— start RAW RECORDS —

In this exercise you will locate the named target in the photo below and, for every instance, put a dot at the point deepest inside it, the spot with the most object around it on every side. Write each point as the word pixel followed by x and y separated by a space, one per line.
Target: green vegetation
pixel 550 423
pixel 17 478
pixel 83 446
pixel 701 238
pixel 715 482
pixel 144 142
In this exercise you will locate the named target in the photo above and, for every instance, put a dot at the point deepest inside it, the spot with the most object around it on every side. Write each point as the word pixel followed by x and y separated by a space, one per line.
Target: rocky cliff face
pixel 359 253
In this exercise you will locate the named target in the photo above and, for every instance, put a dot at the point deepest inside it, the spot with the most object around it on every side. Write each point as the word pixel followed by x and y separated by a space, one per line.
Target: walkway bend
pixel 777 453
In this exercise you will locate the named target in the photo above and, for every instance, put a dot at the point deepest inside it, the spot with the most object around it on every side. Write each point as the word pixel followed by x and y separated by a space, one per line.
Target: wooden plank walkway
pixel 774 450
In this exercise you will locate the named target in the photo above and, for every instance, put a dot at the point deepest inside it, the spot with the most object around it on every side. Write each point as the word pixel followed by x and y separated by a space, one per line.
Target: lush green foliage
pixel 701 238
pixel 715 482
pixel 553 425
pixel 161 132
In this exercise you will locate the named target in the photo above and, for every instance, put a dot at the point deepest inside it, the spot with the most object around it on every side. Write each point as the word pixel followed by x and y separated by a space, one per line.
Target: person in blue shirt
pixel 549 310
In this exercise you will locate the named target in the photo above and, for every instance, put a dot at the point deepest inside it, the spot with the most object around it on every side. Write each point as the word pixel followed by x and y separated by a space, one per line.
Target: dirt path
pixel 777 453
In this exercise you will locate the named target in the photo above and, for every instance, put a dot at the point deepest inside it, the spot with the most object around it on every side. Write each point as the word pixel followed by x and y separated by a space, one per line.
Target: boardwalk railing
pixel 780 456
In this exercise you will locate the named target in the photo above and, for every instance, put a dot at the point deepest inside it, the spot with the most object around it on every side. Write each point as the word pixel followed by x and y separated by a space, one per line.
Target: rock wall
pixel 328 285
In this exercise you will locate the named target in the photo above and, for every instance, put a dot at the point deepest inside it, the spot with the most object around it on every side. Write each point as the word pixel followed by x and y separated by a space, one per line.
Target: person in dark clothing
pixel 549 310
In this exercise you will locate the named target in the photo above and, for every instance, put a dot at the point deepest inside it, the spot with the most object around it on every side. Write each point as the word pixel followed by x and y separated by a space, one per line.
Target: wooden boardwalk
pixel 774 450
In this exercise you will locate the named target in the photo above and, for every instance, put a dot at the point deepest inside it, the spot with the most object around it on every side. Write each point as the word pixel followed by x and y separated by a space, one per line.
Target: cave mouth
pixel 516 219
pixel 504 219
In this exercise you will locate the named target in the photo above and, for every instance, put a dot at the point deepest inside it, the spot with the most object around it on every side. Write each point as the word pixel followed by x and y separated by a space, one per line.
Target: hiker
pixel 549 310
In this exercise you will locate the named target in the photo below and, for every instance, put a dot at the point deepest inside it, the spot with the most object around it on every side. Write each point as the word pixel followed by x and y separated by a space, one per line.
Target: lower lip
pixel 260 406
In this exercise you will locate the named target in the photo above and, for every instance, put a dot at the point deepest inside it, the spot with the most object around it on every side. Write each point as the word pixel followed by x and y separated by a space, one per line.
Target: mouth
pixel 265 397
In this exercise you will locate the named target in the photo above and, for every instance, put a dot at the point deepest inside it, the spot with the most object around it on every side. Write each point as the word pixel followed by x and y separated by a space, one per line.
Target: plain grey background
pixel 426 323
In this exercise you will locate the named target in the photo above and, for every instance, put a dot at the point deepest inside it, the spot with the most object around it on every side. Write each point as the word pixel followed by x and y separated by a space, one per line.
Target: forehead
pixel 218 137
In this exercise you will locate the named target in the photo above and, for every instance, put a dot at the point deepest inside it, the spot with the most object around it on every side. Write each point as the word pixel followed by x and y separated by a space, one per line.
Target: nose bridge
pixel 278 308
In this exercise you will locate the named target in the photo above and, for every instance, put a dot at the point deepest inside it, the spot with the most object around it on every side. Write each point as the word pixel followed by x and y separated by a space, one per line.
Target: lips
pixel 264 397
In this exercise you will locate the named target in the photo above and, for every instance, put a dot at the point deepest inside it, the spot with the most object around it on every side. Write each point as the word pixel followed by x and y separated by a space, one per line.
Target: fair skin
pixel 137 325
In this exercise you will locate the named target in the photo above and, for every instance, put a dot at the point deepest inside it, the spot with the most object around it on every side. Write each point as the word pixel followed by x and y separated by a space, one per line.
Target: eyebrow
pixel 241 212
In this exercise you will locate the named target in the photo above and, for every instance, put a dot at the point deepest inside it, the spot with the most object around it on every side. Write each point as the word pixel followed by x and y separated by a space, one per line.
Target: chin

— end RAW RECORDS —

PROBLEM DETAILS -
Reproduce the data from its start up to and including the line with "pixel 550 423", increasing every pixel coordinate in the answers by 94. Give only those lines.

EXERCISE RESULT -
In this exercise you will locate the named target in the photo below and, for every instance, put a dot at the point deepest inside it, the spot with the most object around it on every side. Write each point as the word pixel followed by x and y separated by a space, one per line.
Target: green vegetation
pixel 644 517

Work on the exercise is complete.